→ Short task: Rewrite the lines below, replacing every occurrence of "at least partially visible" with "clearly visible" and keeping everything else unchanged. Leave the pictures out of the output.
---+---
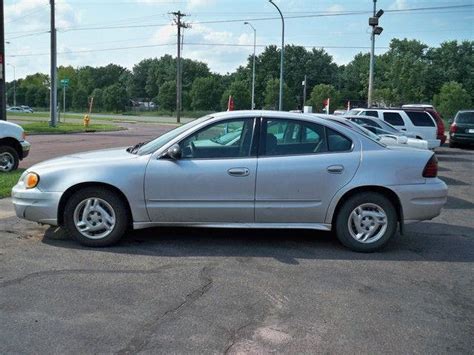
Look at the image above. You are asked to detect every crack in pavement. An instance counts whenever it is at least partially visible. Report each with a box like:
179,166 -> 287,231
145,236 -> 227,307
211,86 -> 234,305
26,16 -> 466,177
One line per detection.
0,264 -> 182,287
117,265 -> 214,354
223,322 -> 253,355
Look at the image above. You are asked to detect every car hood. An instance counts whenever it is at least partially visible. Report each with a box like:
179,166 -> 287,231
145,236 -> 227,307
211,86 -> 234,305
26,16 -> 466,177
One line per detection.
28,147 -> 139,170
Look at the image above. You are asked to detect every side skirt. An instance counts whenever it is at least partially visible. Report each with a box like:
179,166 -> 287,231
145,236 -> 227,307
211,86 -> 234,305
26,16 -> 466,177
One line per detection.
133,222 -> 331,232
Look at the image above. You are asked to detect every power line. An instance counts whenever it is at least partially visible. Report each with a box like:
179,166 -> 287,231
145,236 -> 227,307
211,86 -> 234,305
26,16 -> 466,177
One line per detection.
56,4 -> 474,32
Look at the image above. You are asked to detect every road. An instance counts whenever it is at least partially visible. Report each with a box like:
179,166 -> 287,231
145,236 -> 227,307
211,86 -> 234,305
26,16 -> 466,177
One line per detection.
0,132 -> 474,354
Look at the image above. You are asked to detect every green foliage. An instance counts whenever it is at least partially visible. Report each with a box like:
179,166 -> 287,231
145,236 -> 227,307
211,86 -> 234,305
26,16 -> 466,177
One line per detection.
434,81 -> 472,118
155,80 -> 176,111
310,84 -> 341,112
190,76 -> 222,111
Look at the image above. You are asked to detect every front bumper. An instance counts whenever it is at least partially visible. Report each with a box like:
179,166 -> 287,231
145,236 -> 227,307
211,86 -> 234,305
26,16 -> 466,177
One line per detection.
20,141 -> 31,159
391,178 -> 448,222
12,183 -> 61,226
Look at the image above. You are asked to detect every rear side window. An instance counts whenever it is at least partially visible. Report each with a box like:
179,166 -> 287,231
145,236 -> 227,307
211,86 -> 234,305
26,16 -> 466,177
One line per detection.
383,112 -> 405,126
326,128 -> 352,152
361,111 -> 379,117
406,111 -> 435,127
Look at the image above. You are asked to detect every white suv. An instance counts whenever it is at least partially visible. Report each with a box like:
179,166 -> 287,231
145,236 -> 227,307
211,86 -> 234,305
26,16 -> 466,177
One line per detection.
0,121 -> 30,173
349,108 -> 441,149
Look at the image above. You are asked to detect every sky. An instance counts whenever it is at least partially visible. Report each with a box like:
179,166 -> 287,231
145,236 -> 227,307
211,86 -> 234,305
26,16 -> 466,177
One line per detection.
4,0 -> 474,81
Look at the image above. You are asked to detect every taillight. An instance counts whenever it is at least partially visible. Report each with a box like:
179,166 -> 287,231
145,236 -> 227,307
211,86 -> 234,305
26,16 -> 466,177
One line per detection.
423,154 -> 438,177
449,122 -> 458,133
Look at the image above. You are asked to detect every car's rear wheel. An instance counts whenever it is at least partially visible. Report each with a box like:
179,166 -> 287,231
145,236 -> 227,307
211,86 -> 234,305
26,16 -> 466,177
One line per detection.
336,192 -> 398,252
64,187 -> 129,247
0,145 -> 20,172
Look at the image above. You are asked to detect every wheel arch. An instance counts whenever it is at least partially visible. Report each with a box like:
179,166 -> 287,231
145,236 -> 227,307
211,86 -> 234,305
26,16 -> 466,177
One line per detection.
331,185 -> 403,234
0,137 -> 23,159
57,181 -> 133,227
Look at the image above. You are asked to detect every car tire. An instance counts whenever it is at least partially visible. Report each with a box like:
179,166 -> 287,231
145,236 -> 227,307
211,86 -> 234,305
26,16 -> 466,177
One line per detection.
63,187 -> 130,247
0,145 -> 20,173
336,192 -> 398,253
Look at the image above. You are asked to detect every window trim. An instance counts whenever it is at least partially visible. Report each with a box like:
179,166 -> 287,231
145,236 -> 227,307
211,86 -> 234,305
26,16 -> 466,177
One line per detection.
174,116 -> 259,161
257,117 -> 355,159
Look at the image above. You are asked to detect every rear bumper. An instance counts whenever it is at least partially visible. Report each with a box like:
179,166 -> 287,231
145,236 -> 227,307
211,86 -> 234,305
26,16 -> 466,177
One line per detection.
391,178 -> 448,222
12,184 -> 61,226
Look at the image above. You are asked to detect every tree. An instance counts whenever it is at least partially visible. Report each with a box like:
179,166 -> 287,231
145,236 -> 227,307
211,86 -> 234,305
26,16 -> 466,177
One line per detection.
433,81 -> 472,118
155,80 -> 176,111
311,84 -> 341,112
102,84 -> 128,112
190,76 -> 222,111
264,79 -> 296,111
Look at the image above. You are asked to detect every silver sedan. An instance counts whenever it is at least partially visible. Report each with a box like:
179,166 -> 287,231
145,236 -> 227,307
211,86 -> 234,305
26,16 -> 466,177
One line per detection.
12,111 -> 447,252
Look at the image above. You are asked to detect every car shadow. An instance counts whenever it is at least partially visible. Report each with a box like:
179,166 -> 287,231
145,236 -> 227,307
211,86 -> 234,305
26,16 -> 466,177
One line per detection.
43,222 -> 474,265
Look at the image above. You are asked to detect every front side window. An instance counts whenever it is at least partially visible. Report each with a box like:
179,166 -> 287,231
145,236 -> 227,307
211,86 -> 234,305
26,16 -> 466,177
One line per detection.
---+---
→ Written response:
Look at the image above. You are asked to detect every crack in pavement. An instance counts whenever it is clearly visible. Report each with a box like:
179,166 -> 287,231
145,236 -> 227,307
211,86 -> 234,305
26,16 -> 466,177
One line per detection.
0,264 -> 182,287
117,265 -> 214,354
223,322 -> 253,355
Look at the image above. You are asked to detect every car hood. An instance counts whenever it is clearly visible. Report each with a box like:
179,166 -> 287,231
145,236 -> 227,307
211,86 -> 234,305
26,16 -> 466,177
One line per detection.
28,147 -> 139,170
Look at the image above. You are asked to detect every side skirt. An instance counts whenever it is clearly visible. Report each with a box like:
179,166 -> 287,231
145,236 -> 227,307
211,86 -> 234,305
26,16 -> 466,177
One line per detection.
133,222 -> 331,232
Look at the image above. You are asked to detect every power line. An instance counts whenever it is clearly visible. Report each with a box like:
179,166 -> 287,231
145,236 -> 227,307
211,86 -> 234,305
26,16 -> 466,177
One line per detection.
56,4 -> 474,32
Look at the image above. You are asked to detect every road. An instance counts whenever it is clearly visible. Report each with a box like:
179,166 -> 287,231
145,236 -> 227,307
211,86 -> 234,305
26,16 -> 466,177
One line per detection.
0,132 -> 474,354
Look at the image above. You are asked to detect every green foliage. An instance counts whenever it is clearly visible. Report each with a box like:
179,166 -> 287,231
145,236 -> 227,307
211,86 -> 234,305
26,16 -> 466,177
One line per detection.
434,81 -> 472,118
155,80 -> 176,111
310,84 -> 341,112
190,76 -> 222,111
Look at the image above. You are asked to detect every front bumper. An instance counts whenever it is clearly visible. Report each with a box like:
179,166 -> 287,231
145,236 -> 227,307
211,86 -> 234,305
26,16 -> 466,177
One line per detection.
20,141 -> 31,159
391,178 -> 448,222
12,183 -> 61,226
Look at the image above. You are asked to detect every rear side window. An instance counts whenever it is clearly visible. Report each with a box like:
179,166 -> 287,231
145,236 -> 227,307
211,86 -> 234,305
26,16 -> 466,177
One line per detection.
383,112 -> 405,126
326,128 -> 352,152
361,111 -> 379,117
406,111 -> 435,127
Look at the image above. You are asked to detect every white suv. An instance counts whenever it is clearly visible. Report each with a box like:
179,166 -> 287,231
145,236 -> 227,307
211,86 -> 234,305
26,16 -> 466,177
One line per detection.
0,121 -> 30,173
349,108 -> 441,149
Look at the image above. You are asked to detect every sky. An instance counts whenever it is clearly visible. Report each with a box like:
179,166 -> 287,231
145,236 -> 227,307
211,86 -> 234,305
26,16 -> 466,177
One line per detection.
4,0 -> 474,81
Look at the image above. You are asked to detect every taillight. An instance counts whenever it is clearly visible. Report each with a box like:
179,166 -> 287,231
145,236 -> 227,307
211,86 -> 234,305
26,16 -> 466,177
One line per detection.
423,154 -> 438,177
449,122 -> 458,133
Look at the image above. You are asked to detect every car's rear wheel. An instance counts whenever it is clearly visible. Report each with a box like:
179,166 -> 287,231
145,236 -> 227,307
211,86 -> 234,305
26,16 -> 466,177
One line per detection.
336,192 -> 398,252
64,187 -> 129,247
0,145 -> 20,172
Look at the image above. You are asked to detect every wheel arch. An instance counts whenever it is clearly visible. Report each with a box like:
179,166 -> 287,231
145,236 -> 227,307
211,86 -> 234,305
26,16 -> 466,177
One line per detection.
331,185 -> 403,234
0,137 -> 23,159
57,181 -> 133,227
Look at the image above. You are asked to detect every car tire. An instance counts whenever it is clearly visible. Report each with a box like:
179,166 -> 287,231
145,236 -> 227,307
211,86 -> 234,305
26,16 -> 466,177
One line per detection.
63,187 -> 130,247
0,145 -> 20,173
336,192 -> 398,253
Look at the image above. You are asked to detect every window trim. An instance counts whenever it is clearly visible. Report each with a box like:
179,166 -> 287,231
145,236 -> 227,307
211,86 -> 234,305
26,16 -> 466,177
One line per detection.
174,116 -> 259,161
257,117 -> 355,159
Look at the image above. You are asked to detect every rear bumper. An instance counts whenever it is clearly visible. Report each with a box like:
179,166 -> 287,231
145,236 -> 227,307
211,86 -> 234,305
26,16 -> 466,177
One line per detection.
391,178 -> 448,222
12,184 -> 61,226
Look at the image above. You are asked to detect every tree. An instance counts whenever it is clearly visible. Report each with a box like:
179,166 -> 287,231
145,236 -> 227,307
211,86 -> 234,305
26,16 -> 466,177
One line per detection.
433,81 -> 472,118
155,80 -> 176,111
311,84 -> 341,112
102,84 -> 128,112
190,76 -> 222,111
264,79 -> 296,111
Look at the image above. You are asked to detect every silver sedan. An instance counts whenever it is clearly visible. Report each with a box like:
179,166 -> 287,231
145,236 -> 227,307
211,86 -> 234,305
26,16 -> 466,177
One line per detection.
12,111 -> 447,252
Look at the image above. You are asked to detect every car shadow. An instance counts whenever it is clearly visible. Report each with a box like:
179,166 -> 287,231
145,236 -> 227,307
211,86 -> 234,305
26,16 -> 466,177
One line per detection.
43,222 -> 474,265
Look at the image above. You are asked to detect every front side window. An instance counts whenever it is clearly visible. Report each with a box like:
179,166 -> 287,231
145,236 -> 227,307
211,86 -> 234,305
26,16 -> 466,177
One line per detection.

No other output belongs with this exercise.